> _What is expected_: Return the count of lines in the following records that include "below", and nothing more.

> _Working data_:
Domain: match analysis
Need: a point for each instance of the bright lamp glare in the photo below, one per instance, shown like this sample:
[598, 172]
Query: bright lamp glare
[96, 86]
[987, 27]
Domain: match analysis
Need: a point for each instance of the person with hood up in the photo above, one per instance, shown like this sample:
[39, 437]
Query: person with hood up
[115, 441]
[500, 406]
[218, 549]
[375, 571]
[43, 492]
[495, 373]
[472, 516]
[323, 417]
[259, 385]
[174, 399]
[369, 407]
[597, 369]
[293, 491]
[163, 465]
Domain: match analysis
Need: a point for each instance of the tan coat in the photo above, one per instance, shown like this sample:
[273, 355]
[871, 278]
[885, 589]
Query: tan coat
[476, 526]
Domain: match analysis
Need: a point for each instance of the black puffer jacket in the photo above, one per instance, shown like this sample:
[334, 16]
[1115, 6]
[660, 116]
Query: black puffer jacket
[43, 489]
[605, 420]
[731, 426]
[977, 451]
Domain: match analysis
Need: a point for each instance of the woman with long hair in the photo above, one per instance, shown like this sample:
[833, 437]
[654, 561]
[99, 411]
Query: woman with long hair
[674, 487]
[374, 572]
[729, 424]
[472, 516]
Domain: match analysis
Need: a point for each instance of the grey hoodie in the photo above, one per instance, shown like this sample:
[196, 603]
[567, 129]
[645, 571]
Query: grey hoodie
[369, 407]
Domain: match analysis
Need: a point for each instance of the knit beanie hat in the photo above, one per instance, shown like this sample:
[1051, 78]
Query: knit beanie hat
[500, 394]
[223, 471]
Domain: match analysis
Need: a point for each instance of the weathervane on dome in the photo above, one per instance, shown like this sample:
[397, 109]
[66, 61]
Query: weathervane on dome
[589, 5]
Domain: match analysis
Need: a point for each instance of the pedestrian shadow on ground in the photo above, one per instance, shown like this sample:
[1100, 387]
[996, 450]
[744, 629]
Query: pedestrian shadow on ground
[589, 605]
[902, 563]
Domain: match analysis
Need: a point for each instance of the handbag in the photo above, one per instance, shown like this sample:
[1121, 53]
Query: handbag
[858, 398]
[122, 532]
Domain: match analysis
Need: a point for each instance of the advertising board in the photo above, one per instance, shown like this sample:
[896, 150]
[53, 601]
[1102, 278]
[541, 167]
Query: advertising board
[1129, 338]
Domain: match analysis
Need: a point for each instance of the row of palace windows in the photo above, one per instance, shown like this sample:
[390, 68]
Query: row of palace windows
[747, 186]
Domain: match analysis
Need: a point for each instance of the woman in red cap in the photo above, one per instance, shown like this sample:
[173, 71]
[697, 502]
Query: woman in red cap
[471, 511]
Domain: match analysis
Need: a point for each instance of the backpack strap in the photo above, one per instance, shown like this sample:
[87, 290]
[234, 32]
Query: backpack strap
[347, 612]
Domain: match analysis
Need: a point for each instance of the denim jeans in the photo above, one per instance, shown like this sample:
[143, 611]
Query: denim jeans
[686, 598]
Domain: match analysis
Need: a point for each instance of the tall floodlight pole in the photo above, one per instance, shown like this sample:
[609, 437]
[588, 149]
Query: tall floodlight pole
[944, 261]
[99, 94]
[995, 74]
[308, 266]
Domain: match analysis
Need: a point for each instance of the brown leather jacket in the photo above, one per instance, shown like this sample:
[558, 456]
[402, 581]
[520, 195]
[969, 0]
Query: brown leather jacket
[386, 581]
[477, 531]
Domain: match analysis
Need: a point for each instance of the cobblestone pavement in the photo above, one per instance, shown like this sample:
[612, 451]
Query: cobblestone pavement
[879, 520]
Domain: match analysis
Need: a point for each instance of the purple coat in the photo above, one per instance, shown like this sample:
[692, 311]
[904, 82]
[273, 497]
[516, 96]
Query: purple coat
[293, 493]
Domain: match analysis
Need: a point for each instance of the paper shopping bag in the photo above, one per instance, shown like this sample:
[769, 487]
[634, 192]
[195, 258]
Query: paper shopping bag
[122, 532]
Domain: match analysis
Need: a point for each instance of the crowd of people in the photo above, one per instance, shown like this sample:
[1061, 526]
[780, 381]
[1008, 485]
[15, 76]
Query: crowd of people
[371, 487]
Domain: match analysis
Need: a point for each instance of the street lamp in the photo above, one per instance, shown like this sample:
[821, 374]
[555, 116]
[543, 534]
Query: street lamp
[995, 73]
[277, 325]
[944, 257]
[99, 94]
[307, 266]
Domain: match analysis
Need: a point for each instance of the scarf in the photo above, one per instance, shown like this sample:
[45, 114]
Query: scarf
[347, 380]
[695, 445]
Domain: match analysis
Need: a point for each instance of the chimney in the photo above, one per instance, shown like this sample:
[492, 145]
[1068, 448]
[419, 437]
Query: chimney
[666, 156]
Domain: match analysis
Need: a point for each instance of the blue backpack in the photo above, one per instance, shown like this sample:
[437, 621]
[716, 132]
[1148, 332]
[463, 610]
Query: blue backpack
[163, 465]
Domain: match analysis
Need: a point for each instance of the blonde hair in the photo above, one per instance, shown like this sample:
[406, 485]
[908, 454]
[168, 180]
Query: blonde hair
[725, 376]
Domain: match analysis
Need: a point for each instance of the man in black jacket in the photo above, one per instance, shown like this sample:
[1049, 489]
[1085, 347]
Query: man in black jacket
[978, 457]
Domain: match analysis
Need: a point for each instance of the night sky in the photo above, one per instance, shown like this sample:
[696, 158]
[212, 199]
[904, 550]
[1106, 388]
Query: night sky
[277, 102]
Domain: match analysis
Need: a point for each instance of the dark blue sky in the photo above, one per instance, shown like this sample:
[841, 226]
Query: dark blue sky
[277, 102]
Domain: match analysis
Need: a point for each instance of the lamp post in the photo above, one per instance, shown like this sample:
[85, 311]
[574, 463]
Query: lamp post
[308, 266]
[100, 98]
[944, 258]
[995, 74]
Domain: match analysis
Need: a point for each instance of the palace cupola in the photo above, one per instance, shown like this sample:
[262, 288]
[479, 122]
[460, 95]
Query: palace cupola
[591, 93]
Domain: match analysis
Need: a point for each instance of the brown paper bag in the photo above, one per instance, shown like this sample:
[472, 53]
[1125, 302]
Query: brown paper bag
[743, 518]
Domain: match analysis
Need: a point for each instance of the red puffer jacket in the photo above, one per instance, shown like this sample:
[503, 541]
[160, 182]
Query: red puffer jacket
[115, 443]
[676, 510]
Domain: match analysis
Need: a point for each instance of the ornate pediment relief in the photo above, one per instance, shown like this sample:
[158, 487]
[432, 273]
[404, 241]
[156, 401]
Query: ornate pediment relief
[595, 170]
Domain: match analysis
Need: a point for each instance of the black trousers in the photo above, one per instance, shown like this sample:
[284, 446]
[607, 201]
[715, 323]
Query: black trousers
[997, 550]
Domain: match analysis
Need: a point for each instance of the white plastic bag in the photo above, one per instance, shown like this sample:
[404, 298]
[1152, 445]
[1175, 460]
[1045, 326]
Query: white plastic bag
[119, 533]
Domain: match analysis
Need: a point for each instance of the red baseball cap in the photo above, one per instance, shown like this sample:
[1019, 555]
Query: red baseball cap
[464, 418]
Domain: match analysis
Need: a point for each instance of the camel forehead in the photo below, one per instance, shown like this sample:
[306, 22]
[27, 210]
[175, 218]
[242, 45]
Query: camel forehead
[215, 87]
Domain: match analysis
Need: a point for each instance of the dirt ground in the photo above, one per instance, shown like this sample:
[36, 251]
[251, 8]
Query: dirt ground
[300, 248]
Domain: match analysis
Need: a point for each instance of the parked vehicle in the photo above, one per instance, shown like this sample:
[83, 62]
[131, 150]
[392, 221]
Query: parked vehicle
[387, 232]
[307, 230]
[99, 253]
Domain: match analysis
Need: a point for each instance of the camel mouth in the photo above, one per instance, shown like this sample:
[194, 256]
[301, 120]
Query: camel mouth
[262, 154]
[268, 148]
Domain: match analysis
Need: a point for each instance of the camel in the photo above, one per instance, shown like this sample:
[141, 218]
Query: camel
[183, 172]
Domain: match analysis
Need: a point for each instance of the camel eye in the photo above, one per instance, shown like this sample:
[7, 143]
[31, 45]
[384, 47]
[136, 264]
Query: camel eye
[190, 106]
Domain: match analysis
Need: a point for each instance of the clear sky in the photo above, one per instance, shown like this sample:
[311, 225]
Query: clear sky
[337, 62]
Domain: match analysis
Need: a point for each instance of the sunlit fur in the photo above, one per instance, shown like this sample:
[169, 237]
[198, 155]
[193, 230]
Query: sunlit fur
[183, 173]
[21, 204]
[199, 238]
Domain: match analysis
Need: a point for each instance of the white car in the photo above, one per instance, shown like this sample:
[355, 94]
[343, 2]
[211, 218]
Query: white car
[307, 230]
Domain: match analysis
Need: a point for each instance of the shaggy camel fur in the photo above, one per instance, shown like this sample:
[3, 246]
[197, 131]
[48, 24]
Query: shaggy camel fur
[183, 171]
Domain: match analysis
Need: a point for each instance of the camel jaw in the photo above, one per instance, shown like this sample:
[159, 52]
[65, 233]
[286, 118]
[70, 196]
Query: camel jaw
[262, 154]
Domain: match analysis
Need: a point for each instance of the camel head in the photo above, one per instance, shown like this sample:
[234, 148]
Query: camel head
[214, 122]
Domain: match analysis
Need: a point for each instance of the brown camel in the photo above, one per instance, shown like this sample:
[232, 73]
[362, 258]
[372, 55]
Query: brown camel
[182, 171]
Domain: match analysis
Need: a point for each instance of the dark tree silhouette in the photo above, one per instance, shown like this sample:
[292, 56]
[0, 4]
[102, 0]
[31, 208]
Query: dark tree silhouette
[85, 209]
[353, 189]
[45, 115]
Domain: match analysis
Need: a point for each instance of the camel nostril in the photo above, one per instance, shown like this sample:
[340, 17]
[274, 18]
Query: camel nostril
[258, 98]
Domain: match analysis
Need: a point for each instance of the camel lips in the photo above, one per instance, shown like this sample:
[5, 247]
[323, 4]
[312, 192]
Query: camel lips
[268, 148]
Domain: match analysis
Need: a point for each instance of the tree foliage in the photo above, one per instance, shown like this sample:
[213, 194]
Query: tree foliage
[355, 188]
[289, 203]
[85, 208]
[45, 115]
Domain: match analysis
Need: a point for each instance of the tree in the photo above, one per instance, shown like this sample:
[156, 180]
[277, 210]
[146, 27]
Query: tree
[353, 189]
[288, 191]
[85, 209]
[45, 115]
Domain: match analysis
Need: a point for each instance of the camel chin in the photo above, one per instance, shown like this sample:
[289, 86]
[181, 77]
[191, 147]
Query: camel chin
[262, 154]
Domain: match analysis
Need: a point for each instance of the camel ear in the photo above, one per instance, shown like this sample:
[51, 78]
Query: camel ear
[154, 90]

==

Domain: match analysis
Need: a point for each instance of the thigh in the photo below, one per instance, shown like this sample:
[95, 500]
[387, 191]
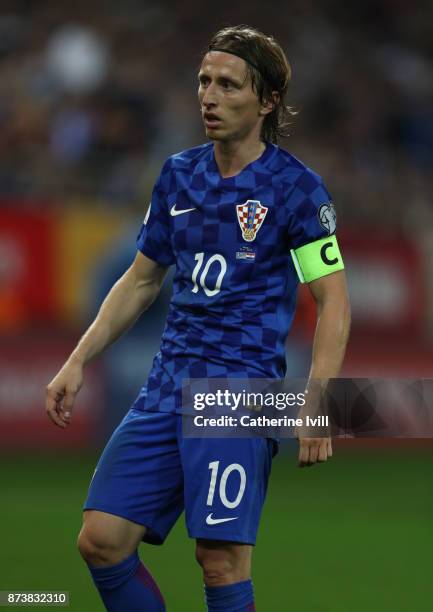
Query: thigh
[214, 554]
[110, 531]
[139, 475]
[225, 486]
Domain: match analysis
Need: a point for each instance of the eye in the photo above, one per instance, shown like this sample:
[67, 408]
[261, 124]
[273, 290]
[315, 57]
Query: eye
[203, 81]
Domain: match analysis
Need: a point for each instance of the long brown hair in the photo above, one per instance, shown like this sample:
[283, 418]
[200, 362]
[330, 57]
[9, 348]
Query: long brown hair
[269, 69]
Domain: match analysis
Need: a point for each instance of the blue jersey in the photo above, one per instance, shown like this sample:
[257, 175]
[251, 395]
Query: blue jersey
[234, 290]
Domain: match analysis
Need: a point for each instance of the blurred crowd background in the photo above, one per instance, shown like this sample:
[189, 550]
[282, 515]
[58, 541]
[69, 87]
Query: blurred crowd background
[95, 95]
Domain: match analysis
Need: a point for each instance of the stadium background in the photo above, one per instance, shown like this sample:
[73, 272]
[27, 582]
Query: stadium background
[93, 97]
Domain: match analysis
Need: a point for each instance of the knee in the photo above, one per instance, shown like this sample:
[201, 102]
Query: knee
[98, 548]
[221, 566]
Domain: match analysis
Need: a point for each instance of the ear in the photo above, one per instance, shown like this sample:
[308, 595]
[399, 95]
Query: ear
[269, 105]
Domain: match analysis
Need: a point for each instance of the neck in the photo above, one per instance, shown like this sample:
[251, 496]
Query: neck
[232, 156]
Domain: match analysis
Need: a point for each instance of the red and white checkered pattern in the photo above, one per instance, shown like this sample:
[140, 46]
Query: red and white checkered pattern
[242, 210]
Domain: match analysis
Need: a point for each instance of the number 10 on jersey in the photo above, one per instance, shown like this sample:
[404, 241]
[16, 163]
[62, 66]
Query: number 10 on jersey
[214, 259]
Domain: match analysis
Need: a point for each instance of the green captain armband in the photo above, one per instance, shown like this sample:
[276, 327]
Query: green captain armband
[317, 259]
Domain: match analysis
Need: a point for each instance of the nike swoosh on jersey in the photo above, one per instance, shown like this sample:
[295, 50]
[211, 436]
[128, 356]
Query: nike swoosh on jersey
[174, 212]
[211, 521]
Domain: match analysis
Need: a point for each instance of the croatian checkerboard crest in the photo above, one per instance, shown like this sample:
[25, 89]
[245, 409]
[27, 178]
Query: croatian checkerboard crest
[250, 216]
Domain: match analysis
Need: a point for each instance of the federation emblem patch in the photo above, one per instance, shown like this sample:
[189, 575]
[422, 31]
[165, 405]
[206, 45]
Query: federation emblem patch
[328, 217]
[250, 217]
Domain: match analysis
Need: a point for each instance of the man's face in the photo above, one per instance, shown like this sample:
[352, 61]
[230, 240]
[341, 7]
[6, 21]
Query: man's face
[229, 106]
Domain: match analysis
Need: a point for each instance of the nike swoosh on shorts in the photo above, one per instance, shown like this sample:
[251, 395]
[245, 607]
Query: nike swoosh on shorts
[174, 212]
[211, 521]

> _Answer section_: 3